Text to read:

The Real Reason We Eat Freeze-Dried Food On Long Hikes

With summer in full swing, many people are taking advantage of the weather to enjoy their favorite outdoor activities. If you're gearing up for your next big hike, there's a chance you have some of your favorite healthy snacks prepared. But have you considered more time-saving options like freeze-dried food? According to one 2020 study, freeze-dried food, which is food that is flash-frozen and then vacuum-sealed to preserve freshness, is a healthy nutritional alternative to salty snacks. The actual process of freeze drying food doesn't compromise the size and nutrient density of the final product.

While freeze-dried fruit has proven to be a healthy snack, the options don't stop at produce either. There are a variety of shelf-stable meals that are ready to eat with the addition of hot water. While there are some backpacking meals that miss the mark on flavor and consistency, brands like Mountain Rose and Good To-Go have many tasty options (via CleverHiker). The freeze-dried food industry is even expected to expand significantly in the future (per Globe Newswire). While this unique snack is becoming one of America's healthy favorites, freeze-dried food is perhaps most popular with hikers, and here's why.

Required work: Reproduce word for word the passage of the freeze-dried hiking food article above, starting at "With summer in" and ending at "the final product.".

Data records:
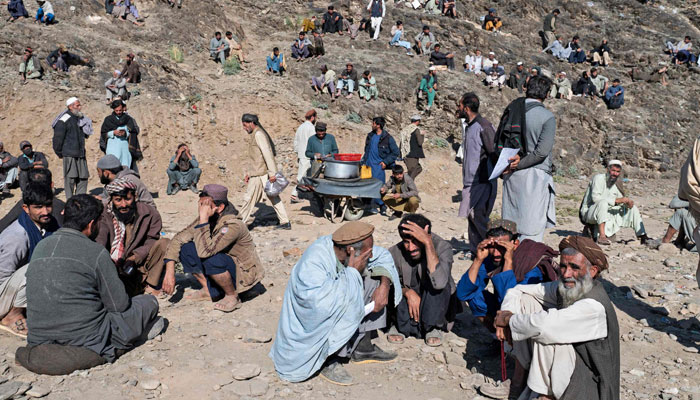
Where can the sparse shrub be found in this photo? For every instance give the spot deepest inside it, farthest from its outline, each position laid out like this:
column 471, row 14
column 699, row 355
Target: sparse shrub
column 232, row 66
column 353, row 117
column 175, row 53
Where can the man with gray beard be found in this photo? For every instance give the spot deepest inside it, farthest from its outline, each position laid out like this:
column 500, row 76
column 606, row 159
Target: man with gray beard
column 565, row 333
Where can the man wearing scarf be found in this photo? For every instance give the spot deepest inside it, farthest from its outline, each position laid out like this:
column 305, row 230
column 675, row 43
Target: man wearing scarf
column 17, row 244
column 605, row 206
column 120, row 125
column 566, row 332
column 130, row 231
column 69, row 145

Task output:
With summer in full swing, many people are taking advantage of the weather to enjoy their favorite outdoor activities. If you're gearing up for your next big hike, there's a chance you have some of your favorite healthy snacks prepared. But have you considered more time-saving options like freeze-dried food? According to one 2020 study, freeze-dried food, which is food that is flash-frozen and then vacuum-sealed to preserve freshness, is a healthy nutritional alternative to salty snacks. The actual process of freeze drying food doesn't compromise the size and nutrient density of the final product.